> [THE PROBLEM]: Scan the entries for lines with the word "dark" and copy those lines.

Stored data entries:
-------------------------

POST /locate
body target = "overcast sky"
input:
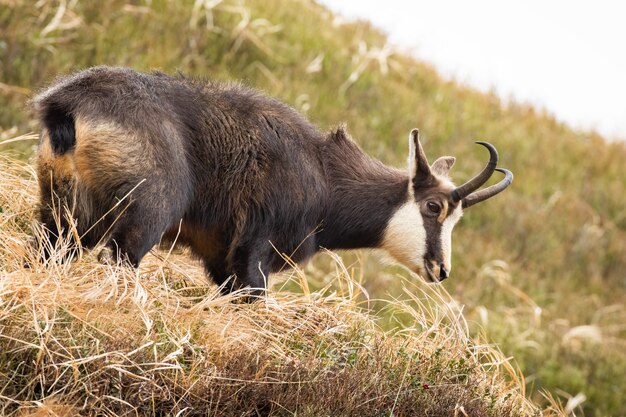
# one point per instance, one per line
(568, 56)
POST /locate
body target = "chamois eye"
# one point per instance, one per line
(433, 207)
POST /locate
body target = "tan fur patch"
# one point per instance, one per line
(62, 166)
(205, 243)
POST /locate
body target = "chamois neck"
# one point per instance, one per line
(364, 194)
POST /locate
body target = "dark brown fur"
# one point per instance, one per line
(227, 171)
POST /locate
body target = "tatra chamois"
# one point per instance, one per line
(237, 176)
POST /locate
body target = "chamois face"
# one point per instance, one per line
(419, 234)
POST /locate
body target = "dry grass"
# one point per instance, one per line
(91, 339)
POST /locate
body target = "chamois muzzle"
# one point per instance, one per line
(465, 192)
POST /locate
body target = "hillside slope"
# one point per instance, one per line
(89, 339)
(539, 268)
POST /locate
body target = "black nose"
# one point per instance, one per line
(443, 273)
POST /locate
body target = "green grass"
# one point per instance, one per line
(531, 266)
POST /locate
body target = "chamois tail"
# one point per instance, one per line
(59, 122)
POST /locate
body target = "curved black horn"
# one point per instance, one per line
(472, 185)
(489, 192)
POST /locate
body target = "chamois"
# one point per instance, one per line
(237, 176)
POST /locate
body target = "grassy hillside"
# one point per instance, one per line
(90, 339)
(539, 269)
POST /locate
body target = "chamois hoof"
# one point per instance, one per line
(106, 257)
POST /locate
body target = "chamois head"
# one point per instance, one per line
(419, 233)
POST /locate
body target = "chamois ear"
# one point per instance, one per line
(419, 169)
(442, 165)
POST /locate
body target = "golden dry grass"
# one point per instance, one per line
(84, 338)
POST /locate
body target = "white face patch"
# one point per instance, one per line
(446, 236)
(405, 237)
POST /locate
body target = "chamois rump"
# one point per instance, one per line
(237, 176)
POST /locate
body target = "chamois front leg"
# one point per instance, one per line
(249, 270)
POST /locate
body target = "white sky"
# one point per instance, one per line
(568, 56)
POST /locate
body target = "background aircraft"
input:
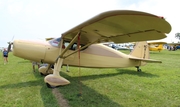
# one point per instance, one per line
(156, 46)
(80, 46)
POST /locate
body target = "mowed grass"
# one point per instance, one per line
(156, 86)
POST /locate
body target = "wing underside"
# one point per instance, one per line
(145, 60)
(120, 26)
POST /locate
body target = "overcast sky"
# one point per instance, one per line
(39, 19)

-------------------------

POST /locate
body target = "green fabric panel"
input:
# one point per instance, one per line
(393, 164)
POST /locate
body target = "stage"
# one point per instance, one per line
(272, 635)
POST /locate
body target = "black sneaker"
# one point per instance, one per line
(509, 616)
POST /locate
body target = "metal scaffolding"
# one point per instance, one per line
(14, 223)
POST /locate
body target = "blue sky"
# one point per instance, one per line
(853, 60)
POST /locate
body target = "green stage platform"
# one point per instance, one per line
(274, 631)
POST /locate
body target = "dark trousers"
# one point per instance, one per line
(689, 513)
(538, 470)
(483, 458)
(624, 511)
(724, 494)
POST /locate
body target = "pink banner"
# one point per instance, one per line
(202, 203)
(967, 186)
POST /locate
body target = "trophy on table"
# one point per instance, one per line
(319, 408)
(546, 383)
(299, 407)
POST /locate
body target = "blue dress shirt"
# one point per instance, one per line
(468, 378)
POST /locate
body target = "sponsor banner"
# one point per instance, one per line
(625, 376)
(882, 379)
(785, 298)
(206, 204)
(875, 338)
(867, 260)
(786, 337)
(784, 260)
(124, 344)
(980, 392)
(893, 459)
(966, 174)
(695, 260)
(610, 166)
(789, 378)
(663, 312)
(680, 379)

-------------------------

> [COMPLETED EXERCISE]:
body target = "dark brown fur"
body target = "dark trousers"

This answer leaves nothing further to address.